Written task
Change every occurrence of "rough mask" in the data below to "coarse mask", leaving everything else unchanged, and reproduce all of the data without the pictures.

[Extracted data entries]
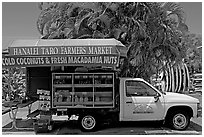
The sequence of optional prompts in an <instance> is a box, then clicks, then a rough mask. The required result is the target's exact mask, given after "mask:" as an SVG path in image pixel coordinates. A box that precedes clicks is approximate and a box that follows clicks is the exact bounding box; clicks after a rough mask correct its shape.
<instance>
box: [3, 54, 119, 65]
mask: <svg viewBox="0 0 204 137" xmlns="http://www.w3.org/2000/svg"><path fill="white" fill-rule="evenodd" d="M108 52H110V51H108ZM118 64H119V55H89V56H87V55H72V56H62V55H61V56H60V55H59V56H30V57H28V56H27V57H23V56H3V57H2V66H3V67H18V66H20V67H31V66H63V65H64V66H86V65H90V66H91V65H92V66H98V65H101V66H111V67H113V66H118Z"/></svg>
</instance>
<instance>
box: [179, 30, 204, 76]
mask: <svg viewBox="0 0 204 137" xmlns="http://www.w3.org/2000/svg"><path fill="white" fill-rule="evenodd" d="M182 44H184V45H185V47H186V57H185V63H186V64H187V65H188V67H189V68H190V72H191V73H194V72H195V71H196V72H201V71H202V36H201V35H198V34H192V33H188V34H186V35H185V36H184V37H183V41H182Z"/></svg>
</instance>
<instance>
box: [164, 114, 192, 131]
mask: <svg viewBox="0 0 204 137" xmlns="http://www.w3.org/2000/svg"><path fill="white" fill-rule="evenodd" d="M168 122H169V124H170V126H171V127H172V128H173V129H175V130H185V129H186V128H187V127H188V126H189V124H190V116H189V115H188V114H187V113H186V112H184V111H175V112H173V113H172V114H170V115H169V117H168Z"/></svg>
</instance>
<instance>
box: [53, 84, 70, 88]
mask: <svg viewBox="0 0 204 137" xmlns="http://www.w3.org/2000/svg"><path fill="white" fill-rule="evenodd" d="M53 87H54V88H70V87H72V84H54V85H53Z"/></svg>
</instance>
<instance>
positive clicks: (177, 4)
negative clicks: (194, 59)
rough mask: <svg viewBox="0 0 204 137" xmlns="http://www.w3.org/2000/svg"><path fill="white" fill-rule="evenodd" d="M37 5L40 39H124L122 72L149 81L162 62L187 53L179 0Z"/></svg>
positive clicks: (96, 2) (63, 3)
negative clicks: (127, 54)
mask: <svg viewBox="0 0 204 137" xmlns="http://www.w3.org/2000/svg"><path fill="white" fill-rule="evenodd" d="M38 6H39V8H40V9H41V10H42V12H41V14H40V16H39V18H38V20H37V28H38V30H39V32H40V34H41V35H42V39H70V38H71V39H76V38H78V39H79V38H115V39H117V40H119V41H121V42H122V43H123V44H124V45H125V46H126V47H128V49H129V50H128V57H127V58H126V59H125V60H124V63H123V64H122V65H121V66H120V68H121V70H120V75H121V76H131V77H143V78H144V79H149V77H150V76H151V75H152V74H154V73H156V72H157V71H158V70H159V69H161V68H165V63H163V62H173V61H180V60H181V58H182V57H183V56H185V54H184V53H183V50H182V49H183V47H182V45H181V44H180V41H181V37H182V35H183V33H184V31H183V30H186V28H187V27H186V25H185V23H184V21H185V18H184V14H183V11H182V9H181V8H180V7H179V5H178V4H177V3H155V2H154V3H149V2H93V3H89V2H85V3H83V2H79V3H39V5H38ZM173 15H176V16H173ZM175 17H177V18H175ZM184 28H185V29H184ZM181 30H182V31H181Z"/></svg>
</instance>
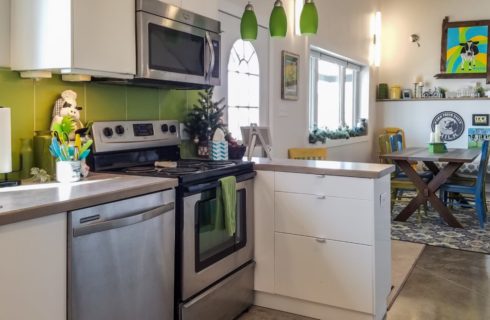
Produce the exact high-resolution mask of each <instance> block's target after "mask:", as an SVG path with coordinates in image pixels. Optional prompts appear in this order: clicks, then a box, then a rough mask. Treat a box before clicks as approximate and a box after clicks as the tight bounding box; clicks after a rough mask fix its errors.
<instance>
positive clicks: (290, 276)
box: [253, 158, 394, 320]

Response to the task
The sequence of optional prompts in an <instance> is a box, then clicks, then a coarse mask. The required result is the target's exact mask, given after "mask:" as an SVG path in image pixel coordinates. A box that precedes clicks is approximate and a box that follows clicks is the exact bounding box; clicks after a coarse mask correct its shape.
<instance>
box: [3, 54, 119, 65]
mask: <svg viewBox="0 0 204 137" xmlns="http://www.w3.org/2000/svg"><path fill="white" fill-rule="evenodd" d="M108 52H110V51H108ZM118 64H119V55H89V56H87V55H72V56H62V55H61V56H60V55H59V56H30V57H28V56H27V57H23V56H3V57H2V66H3V67H18V66H20V67H31V66H63V65H64V66H86V65H90V66H91V65H92V66H98V65H101V66H111V67H113V66H118Z"/></svg>
</instance>
<instance>
box: [179, 30, 204, 76]
mask: <svg viewBox="0 0 204 137" xmlns="http://www.w3.org/2000/svg"><path fill="white" fill-rule="evenodd" d="M182 44H184V45H185V47H186V57H185V63H186V64H187V65H188V67H189V68H190V72H191V73H194V72H195V71H196V72H201V71H202V36H201V35H198V34H192V33H188V34H186V35H185V36H184V37H183V41H182Z"/></svg>
</instance>
<instance>
box: [164, 114, 192, 131]
mask: <svg viewBox="0 0 204 137" xmlns="http://www.w3.org/2000/svg"><path fill="white" fill-rule="evenodd" d="M168 122H169V124H170V126H171V127H172V128H173V129H175V130H185V129H186V128H187V127H188V126H189V124H190V116H189V115H188V114H187V113H186V112H184V111H175V112H173V113H172V114H170V115H169V117H168Z"/></svg>
</instance>
<instance>
box: [53, 84, 70, 88]
mask: <svg viewBox="0 0 204 137" xmlns="http://www.w3.org/2000/svg"><path fill="white" fill-rule="evenodd" d="M53 87H54V88H70V87H72V84H54V85H53Z"/></svg>
</instance>
<instance>
positive clicks: (177, 4)
negative clicks: (194, 59)
coarse mask: <svg viewBox="0 0 204 137" xmlns="http://www.w3.org/2000/svg"><path fill="white" fill-rule="evenodd" d="M37 5L40 39H124L122 72L149 81L162 62L187 53L179 0Z"/></svg>
positive clicks: (96, 2) (63, 3)
negative clicks: (127, 54)
mask: <svg viewBox="0 0 204 137" xmlns="http://www.w3.org/2000/svg"><path fill="white" fill-rule="evenodd" d="M38 6H39V8H40V9H41V10H42V12H41V14H40V16H39V18H38V20H37V28H38V30H39V32H40V34H41V35H42V39H70V38H71V39H76V38H78V39H79V38H115V39H117V40H119V41H121V42H122V43H123V44H124V45H125V46H126V47H128V49H129V50H128V57H127V58H126V59H125V60H124V63H123V64H122V65H121V66H120V68H121V70H120V75H121V76H131V77H143V78H144V79H149V77H150V76H151V75H152V74H154V73H156V72H157V71H158V70H159V69H161V68H165V63H163V62H173V61H180V60H181V58H182V57H183V56H185V54H184V53H183V50H182V49H183V47H182V45H181V44H180V41H181V37H182V35H183V33H184V31H183V30H186V28H187V27H186V25H185V23H184V21H185V18H184V14H183V11H182V9H181V8H180V7H179V5H178V4H177V3H155V2H154V3H149V2H93V3H89V2H85V3H83V2H79V3H39V5H38ZM173 15H176V16H173ZM175 17H177V18H175ZM184 28H185V29H184ZM181 30H182V31H181Z"/></svg>
</instance>
Produce the exact high-resolution mask of each <instance> block's target after "mask:", as an SVG path with coordinates in image pixels. Optional prompts appear in this order: clicks, then a box, then a coarse mask. Treat a box before clicks as approximate and a box after clicks as the tight bounding box; clicks after a coarse mask fix its errors.
<instance>
positive clicks: (290, 276)
box: [253, 158, 394, 320]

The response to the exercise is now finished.